# Instruction
Which lines of the records contain the word "light"? Pick out each such line and copy it in full.

****************************************

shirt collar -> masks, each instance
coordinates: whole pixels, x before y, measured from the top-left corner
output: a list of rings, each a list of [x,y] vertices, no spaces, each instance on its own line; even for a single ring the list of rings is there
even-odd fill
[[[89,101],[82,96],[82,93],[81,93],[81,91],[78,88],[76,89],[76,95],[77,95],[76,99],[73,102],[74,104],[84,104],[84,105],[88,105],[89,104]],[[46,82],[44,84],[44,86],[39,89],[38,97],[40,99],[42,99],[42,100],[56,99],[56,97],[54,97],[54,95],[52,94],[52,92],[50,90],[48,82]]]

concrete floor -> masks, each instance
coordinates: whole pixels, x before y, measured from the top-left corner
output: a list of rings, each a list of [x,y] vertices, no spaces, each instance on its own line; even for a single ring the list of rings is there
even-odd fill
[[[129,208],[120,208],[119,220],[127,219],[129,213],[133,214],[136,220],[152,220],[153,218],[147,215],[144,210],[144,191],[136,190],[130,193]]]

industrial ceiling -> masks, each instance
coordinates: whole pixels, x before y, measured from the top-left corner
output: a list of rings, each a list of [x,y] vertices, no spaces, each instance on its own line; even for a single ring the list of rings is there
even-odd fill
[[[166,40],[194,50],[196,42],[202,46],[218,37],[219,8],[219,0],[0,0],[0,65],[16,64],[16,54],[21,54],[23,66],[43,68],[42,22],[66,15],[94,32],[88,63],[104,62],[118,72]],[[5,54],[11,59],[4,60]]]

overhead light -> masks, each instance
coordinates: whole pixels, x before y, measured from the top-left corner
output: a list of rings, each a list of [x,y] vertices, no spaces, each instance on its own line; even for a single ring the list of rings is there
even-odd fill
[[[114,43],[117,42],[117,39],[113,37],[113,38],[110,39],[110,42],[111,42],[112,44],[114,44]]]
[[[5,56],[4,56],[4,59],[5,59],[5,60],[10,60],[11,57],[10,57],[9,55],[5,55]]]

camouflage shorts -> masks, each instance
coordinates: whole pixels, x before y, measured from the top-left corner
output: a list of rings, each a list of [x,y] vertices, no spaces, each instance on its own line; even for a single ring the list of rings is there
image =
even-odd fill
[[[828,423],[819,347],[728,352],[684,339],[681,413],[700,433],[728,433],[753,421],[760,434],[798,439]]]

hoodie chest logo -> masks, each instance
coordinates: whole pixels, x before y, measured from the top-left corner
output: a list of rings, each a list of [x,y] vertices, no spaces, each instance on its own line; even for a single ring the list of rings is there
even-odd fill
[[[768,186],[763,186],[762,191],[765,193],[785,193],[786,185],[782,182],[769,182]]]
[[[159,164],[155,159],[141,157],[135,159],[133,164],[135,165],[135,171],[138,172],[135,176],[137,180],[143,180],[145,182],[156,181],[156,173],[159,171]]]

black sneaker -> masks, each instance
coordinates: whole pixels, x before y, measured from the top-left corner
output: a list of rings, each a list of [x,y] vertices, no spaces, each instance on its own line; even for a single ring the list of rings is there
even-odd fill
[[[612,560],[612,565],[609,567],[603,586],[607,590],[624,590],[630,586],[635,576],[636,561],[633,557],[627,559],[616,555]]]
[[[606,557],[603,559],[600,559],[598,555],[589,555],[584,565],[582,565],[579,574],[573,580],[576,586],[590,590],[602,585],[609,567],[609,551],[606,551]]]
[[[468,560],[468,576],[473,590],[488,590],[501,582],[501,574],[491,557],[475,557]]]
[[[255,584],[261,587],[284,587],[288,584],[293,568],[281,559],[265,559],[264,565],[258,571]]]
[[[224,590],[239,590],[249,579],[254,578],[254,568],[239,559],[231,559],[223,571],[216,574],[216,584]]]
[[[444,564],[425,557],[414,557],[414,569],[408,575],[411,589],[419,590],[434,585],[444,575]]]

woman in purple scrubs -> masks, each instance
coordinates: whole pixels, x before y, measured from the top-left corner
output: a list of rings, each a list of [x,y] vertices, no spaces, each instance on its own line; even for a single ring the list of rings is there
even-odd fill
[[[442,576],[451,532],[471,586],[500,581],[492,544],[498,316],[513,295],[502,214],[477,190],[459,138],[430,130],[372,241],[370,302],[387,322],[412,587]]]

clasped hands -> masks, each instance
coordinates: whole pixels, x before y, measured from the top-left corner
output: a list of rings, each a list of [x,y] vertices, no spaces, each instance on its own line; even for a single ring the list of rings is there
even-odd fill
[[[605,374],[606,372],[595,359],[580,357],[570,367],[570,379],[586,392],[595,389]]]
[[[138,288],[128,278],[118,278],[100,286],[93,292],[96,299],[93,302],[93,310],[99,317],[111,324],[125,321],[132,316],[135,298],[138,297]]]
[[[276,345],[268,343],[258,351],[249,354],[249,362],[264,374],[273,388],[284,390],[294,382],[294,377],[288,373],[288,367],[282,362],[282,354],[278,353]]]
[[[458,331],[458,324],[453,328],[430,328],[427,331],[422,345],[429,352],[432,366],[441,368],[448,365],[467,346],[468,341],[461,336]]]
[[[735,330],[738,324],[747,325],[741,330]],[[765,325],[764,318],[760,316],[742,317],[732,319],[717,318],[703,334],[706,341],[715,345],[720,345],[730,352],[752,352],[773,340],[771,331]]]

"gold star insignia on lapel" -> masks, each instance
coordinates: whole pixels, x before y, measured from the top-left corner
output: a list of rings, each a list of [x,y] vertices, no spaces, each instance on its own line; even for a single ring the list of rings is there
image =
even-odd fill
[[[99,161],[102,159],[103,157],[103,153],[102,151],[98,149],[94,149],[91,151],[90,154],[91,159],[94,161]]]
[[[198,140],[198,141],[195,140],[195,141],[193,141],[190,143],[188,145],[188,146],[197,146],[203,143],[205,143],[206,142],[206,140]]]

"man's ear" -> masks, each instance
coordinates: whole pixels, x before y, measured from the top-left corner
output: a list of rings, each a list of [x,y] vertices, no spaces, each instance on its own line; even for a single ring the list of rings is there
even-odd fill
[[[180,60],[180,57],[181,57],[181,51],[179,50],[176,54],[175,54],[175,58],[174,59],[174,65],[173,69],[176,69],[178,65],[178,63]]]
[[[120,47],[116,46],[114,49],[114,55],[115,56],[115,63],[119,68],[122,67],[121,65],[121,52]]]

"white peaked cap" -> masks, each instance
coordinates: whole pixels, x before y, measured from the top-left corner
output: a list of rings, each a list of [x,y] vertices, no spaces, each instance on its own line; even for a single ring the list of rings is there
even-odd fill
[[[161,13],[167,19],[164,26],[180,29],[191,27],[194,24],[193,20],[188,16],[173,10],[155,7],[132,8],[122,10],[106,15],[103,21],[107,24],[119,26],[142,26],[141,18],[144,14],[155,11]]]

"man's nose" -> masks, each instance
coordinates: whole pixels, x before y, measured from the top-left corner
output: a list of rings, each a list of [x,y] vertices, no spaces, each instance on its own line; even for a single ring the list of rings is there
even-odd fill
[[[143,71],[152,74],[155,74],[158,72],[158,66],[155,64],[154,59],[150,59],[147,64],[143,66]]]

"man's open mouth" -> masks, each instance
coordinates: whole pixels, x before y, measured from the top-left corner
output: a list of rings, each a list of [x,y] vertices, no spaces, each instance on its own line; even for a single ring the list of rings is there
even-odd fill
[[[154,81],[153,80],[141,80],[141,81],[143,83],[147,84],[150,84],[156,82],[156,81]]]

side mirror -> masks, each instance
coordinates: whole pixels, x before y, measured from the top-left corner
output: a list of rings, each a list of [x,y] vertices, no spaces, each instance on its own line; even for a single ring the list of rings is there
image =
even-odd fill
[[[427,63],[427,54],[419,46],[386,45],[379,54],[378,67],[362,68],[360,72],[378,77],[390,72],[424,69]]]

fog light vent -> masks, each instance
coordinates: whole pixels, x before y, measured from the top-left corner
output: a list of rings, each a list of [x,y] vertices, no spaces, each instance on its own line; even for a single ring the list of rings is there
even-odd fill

****************************************

# Right answer
overhead light -> masks, each instance
fog light vent -> masks, each instance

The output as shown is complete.